## Excerpts from location labeling data

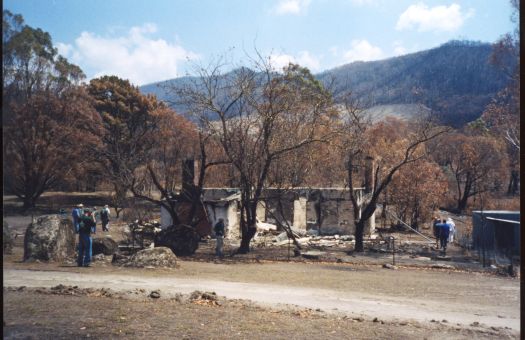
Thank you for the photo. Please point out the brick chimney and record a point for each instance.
(369, 174)
(188, 178)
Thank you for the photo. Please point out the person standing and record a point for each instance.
(219, 235)
(87, 226)
(104, 217)
(452, 230)
(77, 214)
(435, 228)
(444, 231)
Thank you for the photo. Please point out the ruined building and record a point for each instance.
(326, 211)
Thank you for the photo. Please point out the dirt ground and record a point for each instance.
(267, 293)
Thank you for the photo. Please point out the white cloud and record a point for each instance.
(135, 56)
(363, 2)
(278, 61)
(291, 6)
(399, 49)
(439, 18)
(362, 50)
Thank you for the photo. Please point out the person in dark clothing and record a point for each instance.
(86, 227)
(77, 214)
(435, 228)
(219, 235)
(444, 231)
(104, 217)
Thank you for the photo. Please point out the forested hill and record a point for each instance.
(455, 80)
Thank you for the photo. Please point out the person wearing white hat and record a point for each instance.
(104, 216)
(77, 212)
(452, 230)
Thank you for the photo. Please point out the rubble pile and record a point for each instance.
(204, 298)
(151, 257)
(182, 239)
(268, 238)
(143, 232)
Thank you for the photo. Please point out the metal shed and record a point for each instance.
(496, 234)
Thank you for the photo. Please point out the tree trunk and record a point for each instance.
(29, 203)
(513, 183)
(359, 231)
(246, 239)
(462, 203)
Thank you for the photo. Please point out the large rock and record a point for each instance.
(153, 257)
(104, 245)
(8, 239)
(183, 240)
(49, 238)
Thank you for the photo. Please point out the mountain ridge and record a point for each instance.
(455, 80)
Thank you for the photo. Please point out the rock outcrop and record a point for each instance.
(153, 257)
(50, 238)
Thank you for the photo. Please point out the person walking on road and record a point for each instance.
(452, 230)
(435, 229)
(444, 232)
(77, 214)
(86, 227)
(219, 235)
(104, 217)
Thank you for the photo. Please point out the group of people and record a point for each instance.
(85, 223)
(444, 231)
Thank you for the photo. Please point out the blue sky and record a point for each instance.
(152, 40)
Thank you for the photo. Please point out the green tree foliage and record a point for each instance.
(128, 128)
(43, 109)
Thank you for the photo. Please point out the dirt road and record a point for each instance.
(458, 298)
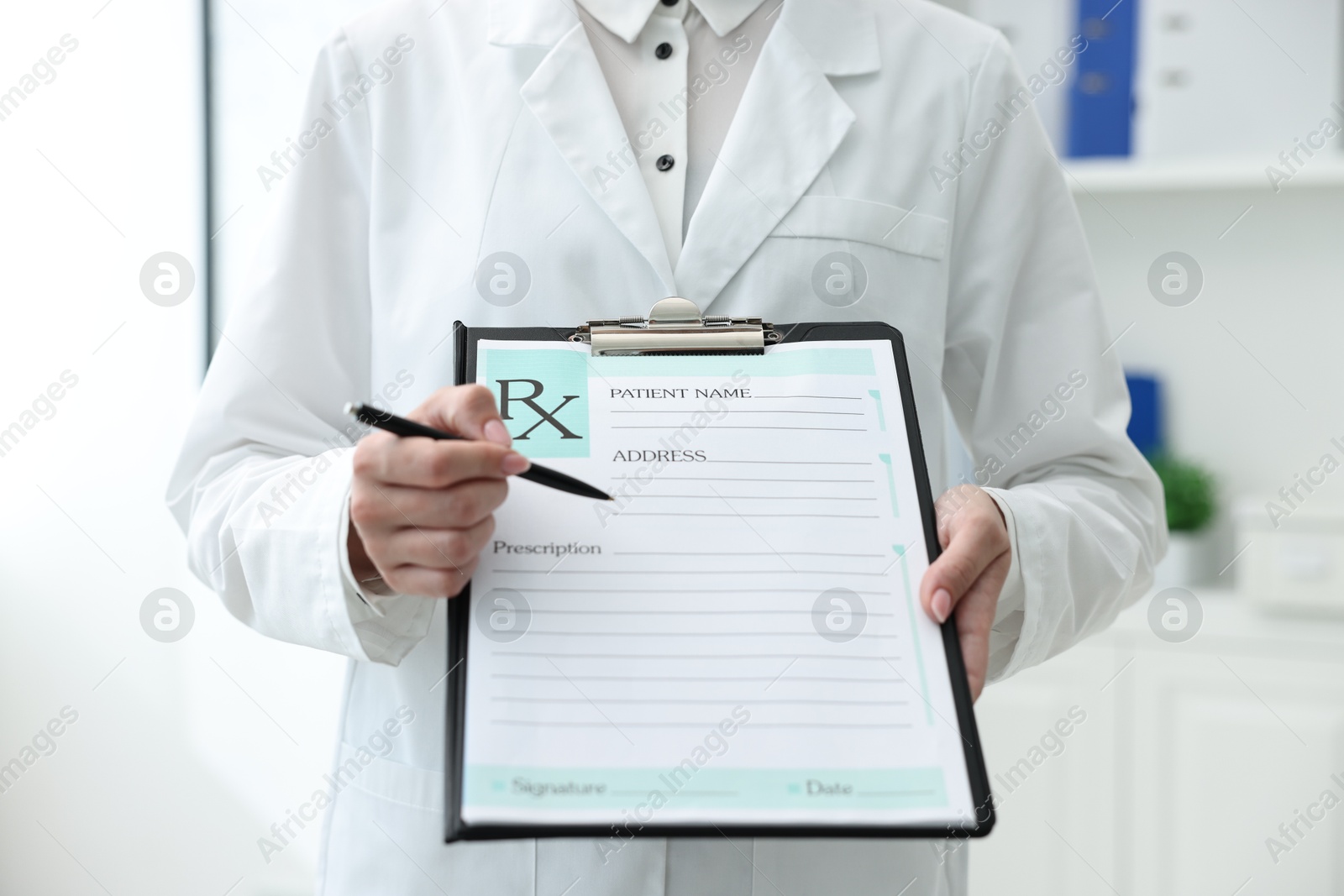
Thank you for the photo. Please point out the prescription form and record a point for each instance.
(737, 637)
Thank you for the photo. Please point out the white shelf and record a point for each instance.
(1195, 175)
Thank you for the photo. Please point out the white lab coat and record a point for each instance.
(488, 139)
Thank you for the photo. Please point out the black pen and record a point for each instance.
(535, 473)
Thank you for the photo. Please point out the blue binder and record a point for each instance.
(1101, 98)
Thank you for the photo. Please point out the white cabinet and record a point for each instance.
(1189, 761)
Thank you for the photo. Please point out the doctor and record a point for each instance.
(530, 163)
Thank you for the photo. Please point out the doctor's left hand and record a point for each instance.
(421, 510)
(969, 574)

## WORK TO BE COMPLETED
Give the lines as a numbered list, omitting blank lines, starting with the line that contains "Thank you for the photo. Please point out the black" and going on through the end of the records.

## THE REPLY
1. Thank you for the photo. Please point out the black pen and record a point for each instance.
2. (535, 473)
3. Thank you for the photo. Please point out the blue binder and record a point for each instance.
4. (1101, 98)
5. Thank you for the photo. Please point out the white cabinet and record a point for each instance.
6. (1189, 761)
7. Thank you for the photo. Please point out the doctor and record a point for each instance.
8. (530, 163)
9. Thank you for the photo. Please point out the doctor's left hand and record a point for each instance.
10. (421, 510)
11. (969, 574)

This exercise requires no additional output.